• _SELECTED TEXT_:
-- START --

How to Write Alt Text with AI in 2026 (WCAG-Compliant Examples)

A few years ago an accessibility audit would mean a consultant manually writing alt text for every image on a site, billing $1-3 per image, and you'd hire them for two months. The work was tedious. The output was good. The cost made it the kind of thing that companies did once when threatened with a lawsuit and then never again.

In 2026 the same audit takes a fraction of the time. AI alt text generators write WCAG-compliant alt text from any image in seconds. The accessibility consultant is still valuable — but their job is no longer "type 4,000 alt text strings." It's "review and improve the AI-generated drafts on the 100 most important images, then ship the rest."

This post covers the practical side: what good alt text looks like, the rules that matter, how AI alt text generators actually work, and 12 worked examples (with the AI's first-pass output and what an accessibility editor would change).

What WCAG actually requires

WCAG 2.1 Level A, Success Criterion 1.1.1 (Non-text Content): "All non-text content that is presented to the user has a text alternative that serves the equivalent purpose."

That's the rule. The interpretation:

  • Meaningful images need alt text that describes the image or its purpose.

-- END --

• _STATED GOAL 1_: From the article on AI alt text, return the part that opens with the words containing "WCAG 2.1 Level" and closes with "or its purpose.".

• _TASK INPUTS_:
-- START --

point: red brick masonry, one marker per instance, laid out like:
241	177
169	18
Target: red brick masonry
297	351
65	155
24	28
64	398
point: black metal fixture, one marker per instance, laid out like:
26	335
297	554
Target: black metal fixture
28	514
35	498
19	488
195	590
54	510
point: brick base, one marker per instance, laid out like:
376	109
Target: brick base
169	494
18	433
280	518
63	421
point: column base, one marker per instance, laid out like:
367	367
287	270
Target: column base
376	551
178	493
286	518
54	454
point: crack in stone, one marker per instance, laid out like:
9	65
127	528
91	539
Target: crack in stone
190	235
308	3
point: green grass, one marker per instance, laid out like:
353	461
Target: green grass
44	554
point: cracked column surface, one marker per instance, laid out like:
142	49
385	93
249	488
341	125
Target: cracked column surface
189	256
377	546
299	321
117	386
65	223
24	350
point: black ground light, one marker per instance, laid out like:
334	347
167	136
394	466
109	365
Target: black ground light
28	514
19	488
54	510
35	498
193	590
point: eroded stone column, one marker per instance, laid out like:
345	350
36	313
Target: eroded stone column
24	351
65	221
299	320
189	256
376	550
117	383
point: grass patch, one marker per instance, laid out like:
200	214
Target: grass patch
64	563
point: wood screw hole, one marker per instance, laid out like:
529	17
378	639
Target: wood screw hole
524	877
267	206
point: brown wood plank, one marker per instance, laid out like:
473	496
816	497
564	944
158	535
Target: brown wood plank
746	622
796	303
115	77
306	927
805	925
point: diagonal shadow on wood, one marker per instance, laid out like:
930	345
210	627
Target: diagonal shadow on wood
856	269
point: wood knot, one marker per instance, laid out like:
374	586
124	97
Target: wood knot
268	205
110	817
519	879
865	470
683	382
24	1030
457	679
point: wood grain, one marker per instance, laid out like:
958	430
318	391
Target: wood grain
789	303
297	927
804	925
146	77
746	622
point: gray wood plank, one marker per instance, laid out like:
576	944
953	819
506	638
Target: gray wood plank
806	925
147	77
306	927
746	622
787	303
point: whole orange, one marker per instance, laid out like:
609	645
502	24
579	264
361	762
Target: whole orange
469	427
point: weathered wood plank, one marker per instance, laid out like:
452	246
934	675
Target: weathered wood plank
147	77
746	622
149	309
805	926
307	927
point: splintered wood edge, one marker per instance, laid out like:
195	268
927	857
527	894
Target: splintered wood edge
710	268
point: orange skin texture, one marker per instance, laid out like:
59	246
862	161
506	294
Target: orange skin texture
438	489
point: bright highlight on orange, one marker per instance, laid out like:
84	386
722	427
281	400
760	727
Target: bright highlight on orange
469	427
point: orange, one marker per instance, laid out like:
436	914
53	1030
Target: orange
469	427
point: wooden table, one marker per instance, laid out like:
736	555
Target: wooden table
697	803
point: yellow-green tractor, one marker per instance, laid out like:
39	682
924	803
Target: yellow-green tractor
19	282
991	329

-- END --

• _STATED GOAL 2_: Recast the part of the rows that opens with the line containing "point: orange skin" and runs through the last line of the rows as a numbered list, leaving out blank lines.

• _WRITTEN SOLUTION 1_:
WCAG 2.1 Level A, Success Criterion 1.1.1 (Non-text Content): "All non-text content that is presented to the user has a text alternative that serves the equivalent purpose."

That's the rule. The interpretation:

  • Meaningful images need alt text that describes the image or its purpose.

• _WRITTEN SOLUTION 2_:
1. point: orange skin texture, one marker per instance, laid out like:
2. 59	246
3. 862	161
4. 506	294
5. Target: orange skin texture
6. 438	489
7. point: bright highlight on orange, one marker per instance, laid out like:
8. 84	386
9. 722	427
10. 281	400
11. 760	727
12. Target: bright highlight on orange
13. 469	427
14. point: orange, one marker per instance, laid out like:
15. 436	914
16. 53	1030
17. Target: orange
18. 469	427
19. point: wooden table, one marker per instance, laid out like:
20. 736	555
21. Target: wooden table
22. 697	803
23. point: yellow-green tractor, one marker per instance, laid out like:
24. 39	682
25. 924	803
26. Target: yellow-green tractor
27. 19	282
28. 991	329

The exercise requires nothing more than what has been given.